Raw records:
:::

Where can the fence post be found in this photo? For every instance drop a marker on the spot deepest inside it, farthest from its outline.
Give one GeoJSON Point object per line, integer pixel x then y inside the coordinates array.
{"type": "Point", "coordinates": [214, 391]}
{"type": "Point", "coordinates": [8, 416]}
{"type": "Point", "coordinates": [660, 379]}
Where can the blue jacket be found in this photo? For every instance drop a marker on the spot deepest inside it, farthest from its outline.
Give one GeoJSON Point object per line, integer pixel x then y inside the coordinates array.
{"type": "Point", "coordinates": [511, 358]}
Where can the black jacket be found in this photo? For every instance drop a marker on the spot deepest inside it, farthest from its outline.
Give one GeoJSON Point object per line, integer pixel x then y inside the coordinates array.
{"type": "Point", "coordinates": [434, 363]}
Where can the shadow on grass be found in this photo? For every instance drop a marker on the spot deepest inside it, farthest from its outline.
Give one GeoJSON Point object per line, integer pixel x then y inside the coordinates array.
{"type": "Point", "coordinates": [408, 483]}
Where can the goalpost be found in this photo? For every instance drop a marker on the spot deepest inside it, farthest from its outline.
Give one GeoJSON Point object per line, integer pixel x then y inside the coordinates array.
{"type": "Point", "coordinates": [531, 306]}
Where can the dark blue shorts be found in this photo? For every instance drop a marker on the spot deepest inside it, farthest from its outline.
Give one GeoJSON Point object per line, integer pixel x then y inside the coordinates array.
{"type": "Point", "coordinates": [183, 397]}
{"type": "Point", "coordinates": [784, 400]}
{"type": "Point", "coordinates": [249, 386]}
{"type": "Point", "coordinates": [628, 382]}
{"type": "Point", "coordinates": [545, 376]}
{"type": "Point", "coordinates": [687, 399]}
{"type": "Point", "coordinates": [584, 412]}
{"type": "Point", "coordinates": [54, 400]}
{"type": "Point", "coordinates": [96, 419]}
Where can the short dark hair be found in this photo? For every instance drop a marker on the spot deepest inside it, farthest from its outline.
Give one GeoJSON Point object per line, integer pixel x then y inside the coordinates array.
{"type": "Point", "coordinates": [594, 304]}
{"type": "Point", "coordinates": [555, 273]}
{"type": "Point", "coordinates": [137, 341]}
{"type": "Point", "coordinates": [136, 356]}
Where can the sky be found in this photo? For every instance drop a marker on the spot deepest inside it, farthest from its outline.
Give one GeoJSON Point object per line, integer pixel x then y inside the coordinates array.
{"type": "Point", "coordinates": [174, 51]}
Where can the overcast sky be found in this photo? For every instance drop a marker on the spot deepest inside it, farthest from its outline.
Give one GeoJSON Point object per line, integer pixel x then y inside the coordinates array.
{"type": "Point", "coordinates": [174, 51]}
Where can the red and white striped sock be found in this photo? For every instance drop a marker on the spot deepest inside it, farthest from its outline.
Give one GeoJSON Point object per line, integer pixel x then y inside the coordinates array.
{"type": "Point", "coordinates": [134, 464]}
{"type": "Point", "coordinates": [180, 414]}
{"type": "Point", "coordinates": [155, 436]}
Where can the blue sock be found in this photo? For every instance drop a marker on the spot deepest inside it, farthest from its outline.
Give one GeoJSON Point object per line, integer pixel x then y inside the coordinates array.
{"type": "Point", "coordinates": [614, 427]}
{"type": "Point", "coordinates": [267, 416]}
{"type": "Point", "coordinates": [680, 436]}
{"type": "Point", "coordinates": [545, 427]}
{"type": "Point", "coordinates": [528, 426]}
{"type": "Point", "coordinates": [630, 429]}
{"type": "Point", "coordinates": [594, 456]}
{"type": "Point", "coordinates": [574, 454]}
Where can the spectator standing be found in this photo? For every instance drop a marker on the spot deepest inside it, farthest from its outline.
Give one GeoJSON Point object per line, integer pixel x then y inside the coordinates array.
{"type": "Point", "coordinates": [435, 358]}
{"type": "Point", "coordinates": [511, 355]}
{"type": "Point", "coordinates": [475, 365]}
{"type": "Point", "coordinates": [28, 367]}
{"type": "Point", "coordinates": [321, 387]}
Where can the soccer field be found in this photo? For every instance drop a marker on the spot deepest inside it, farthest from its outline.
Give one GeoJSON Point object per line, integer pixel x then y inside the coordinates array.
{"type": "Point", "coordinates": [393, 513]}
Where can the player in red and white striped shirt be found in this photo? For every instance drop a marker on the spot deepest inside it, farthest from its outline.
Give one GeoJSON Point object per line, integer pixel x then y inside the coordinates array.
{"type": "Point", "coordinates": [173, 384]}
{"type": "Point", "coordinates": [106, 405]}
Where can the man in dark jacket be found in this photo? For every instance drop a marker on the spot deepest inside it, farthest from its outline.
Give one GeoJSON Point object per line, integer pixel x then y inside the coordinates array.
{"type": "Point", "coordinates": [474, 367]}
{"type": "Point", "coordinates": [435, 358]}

:::

» Written exercise:
Write out every line of the material again, exactly as it reads.

» Written response:
Where can the fence post be found in this photo? For every instance drop a marker on the spot deepest inside it, farthest from its outline.
Give one GeoJSON Point object per line, integer pixel x then y inside the coordinates array.
{"type": "Point", "coordinates": [214, 391]}
{"type": "Point", "coordinates": [8, 416]}
{"type": "Point", "coordinates": [660, 379]}
Where can the blue jacket be found in this photo? For every instance drop a marker on the spot deepest inside it, farthest from its outline.
Give one GeoJSON Point object per line, integer pixel x then y inside the coordinates array.
{"type": "Point", "coordinates": [511, 358]}
Where can the black jacket be found in this photo? For every instance drop a marker on the spot deepest inside it, farthest from its outline.
Give one GeoJSON Point object per line, integer pixel x then y inside the coordinates array.
{"type": "Point", "coordinates": [434, 363]}
Where can the shadow on grass be found in this photo? For every instance drop a marker on the spot deepest inside it, farthest from its outline.
Give one GeoJSON Point object per line, integer pixel x then y inside the coordinates array.
{"type": "Point", "coordinates": [408, 483]}
Where can the goalpost be found in this photo? For every instance drop a marker on the spot deepest inside it, farthest from its outline.
Give one GeoJSON Point object per line, integer pixel x then y inside the coordinates array.
{"type": "Point", "coordinates": [531, 306]}
Where can the dark blue shorts be found in this photo? For every instance drop a marker on the spot deepest inside it, farthest from its outline.
Give one GeoJSON Point object per line, integer pixel x then y inside the coordinates array.
{"type": "Point", "coordinates": [183, 397]}
{"type": "Point", "coordinates": [784, 400]}
{"type": "Point", "coordinates": [249, 386]}
{"type": "Point", "coordinates": [628, 382]}
{"type": "Point", "coordinates": [545, 376]}
{"type": "Point", "coordinates": [687, 399]}
{"type": "Point", "coordinates": [584, 412]}
{"type": "Point", "coordinates": [54, 400]}
{"type": "Point", "coordinates": [96, 419]}
Where can the short dark hair be found in this photo? For every instance drop a marker on the spot deepest inside it, farthest from its outline.
Give one GeoJSON Point object per line, integer pixel x then y inside the coordinates array.
{"type": "Point", "coordinates": [594, 304]}
{"type": "Point", "coordinates": [555, 273]}
{"type": "Point", "coordinates": [137, 341]}
{"type": "Point", "coordinates": [136, 356]}
Where can the sky be found in this photo? For every instance drop a marker on the spot deepest inside it, farthest from its outline.
Give one GeoJSON Point object per line, integer pixel x then y inside the coordinates array.
{"type": "Point", "coordinates": [174, 51]}
Where can the overcast sky be found in this photo? For every instance drop a marker on the spot deepest inside it, farthest from its outline.
Give one GeoJSON Point object per line, integer pixel x then y inside the coordinates array.
{"type": "Point", "coordinates": [174, 51]}
Where can the red and white striped sock be found in this photo? For every instance drop a marker on the spot deepest inside it, farthest from its outline.
Give one GeoJSON Point object per line, integer pixel x then y inside the coordinates array.
{"type": "Point", "coordinates": [134, 464]}
{"type": "Point", "coordinates": [180, 414]}
{"type": "Point", "coordinates": [155, 436]}
Where can the blue sock be found in this photo? For every instance drop a marker on the spot deepest inside it, farthest from its outline.
Give one GeoJSON Point object per line, integer pixel x then y inside the coordinates array.
{"type": "Point", "coordinates": [614, 427]}
{"type": "Point", "coordinates": [267, 416]}
{"type": "Point", "coordinates": [680, 436]}
{"type": "Point", "coordinates": [545, 427]}
{"type": "Point", "coordinates": [528, 426]}
{"type": "Point", "coordinates": [630, 429]}
{"type": "Point", "coordinates": [594, 456]}
{"type": "Point", "coordinates": [574, 454]}
Where can the spectator standing be found in this photo? For every instance drop a marker on the spot deepest inside it, farthest from its outline.
Give one GeoJSON Point object per line, integer pixel x then y inside the coordinates array.
{"type": "Point", "coordinates": [435, 358]}
{"type": "Point", "coordinates": [511, 355]}
{"type": "Point", "coordinates": [475, 365]}
{"type": "Point", "coordinates": [28, 367]}
{"type": "Point", "coordinates": [321, 387]}
Where can the soccer field be found in this photo? For every instance drop a marker on the spot deepest inside it, farthest from its outline.
Give one GeoJSON Point object per line, integer pixel x then y inside the coordinates array.
{"type": "Point", "coordinates": [393, 513]}
Where can the player in red and white striped shirt be found in this photo? For every instance drop a marker on the spot deepest inside it, farthest from its outline.
Give one GeoJSON Point object per line, integer pixel x then y inside the coordinates array.
{"type": "Point", "coordinates": [173, 384]}
{"type": "Point", "coordinates": [106, 405]}
Where can the man in dark jacket be found in this photo? For every instance drop a marker on the spot deepest inside it, farthest from its outline.
Give one GeoJSON Point object per line, integer pixel x then y inside the coordinates array.
{"type": "Point", "coordinates": [474, 367]}
{"type": "Point", "coordinates": [435, 358]}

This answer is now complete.